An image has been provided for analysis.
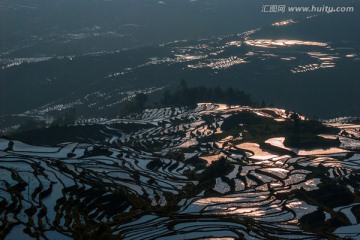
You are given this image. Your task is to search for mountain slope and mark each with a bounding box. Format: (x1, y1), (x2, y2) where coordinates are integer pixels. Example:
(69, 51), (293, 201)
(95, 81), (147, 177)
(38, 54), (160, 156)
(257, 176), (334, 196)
(1, 104), (360, 239)
(1, 12), (360, 125)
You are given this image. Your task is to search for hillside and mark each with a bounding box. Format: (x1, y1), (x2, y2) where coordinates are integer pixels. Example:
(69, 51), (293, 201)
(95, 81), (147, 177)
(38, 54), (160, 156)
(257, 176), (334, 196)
(1, 104), (360, 239)
(1, 12), (360, 133)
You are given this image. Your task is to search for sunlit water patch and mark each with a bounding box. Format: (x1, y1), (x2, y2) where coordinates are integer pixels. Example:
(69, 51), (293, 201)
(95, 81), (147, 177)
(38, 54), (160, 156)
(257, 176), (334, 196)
(245, 39), (328, 48)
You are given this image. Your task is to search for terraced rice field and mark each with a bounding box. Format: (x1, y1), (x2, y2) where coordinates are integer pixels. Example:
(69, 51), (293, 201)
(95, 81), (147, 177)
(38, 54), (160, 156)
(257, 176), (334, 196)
(1, 104), (360, 239)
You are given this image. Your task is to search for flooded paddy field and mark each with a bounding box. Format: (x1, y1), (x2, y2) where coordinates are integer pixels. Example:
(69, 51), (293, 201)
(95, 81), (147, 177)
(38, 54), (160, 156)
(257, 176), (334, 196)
(1, 104), (360, 239)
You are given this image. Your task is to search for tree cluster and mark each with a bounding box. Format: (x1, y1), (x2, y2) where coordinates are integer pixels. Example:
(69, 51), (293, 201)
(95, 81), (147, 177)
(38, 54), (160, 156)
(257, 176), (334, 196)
(160, 80), (253, 107)
(122, 93), (148, 115)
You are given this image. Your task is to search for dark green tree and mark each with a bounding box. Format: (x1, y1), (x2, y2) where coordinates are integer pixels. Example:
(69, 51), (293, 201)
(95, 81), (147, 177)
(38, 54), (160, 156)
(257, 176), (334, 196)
(122, 93), (148, 114)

- YOUR GOAL -
Find the word "field" in the entries above. Copy every line that has it.

- WRITTEN REPLY -
You are given this image. Your task is to search for terraced rice field and mark each with a bounding box. Format: (x1, y1), (x2, y2) where coordinates are integer pixels. Example:
You are given this image. Your task is to search for flooded paddy field and mark each with a bounding box. Format: (x1, y1), (x2, y2) where coordinates are integer pixels. Example:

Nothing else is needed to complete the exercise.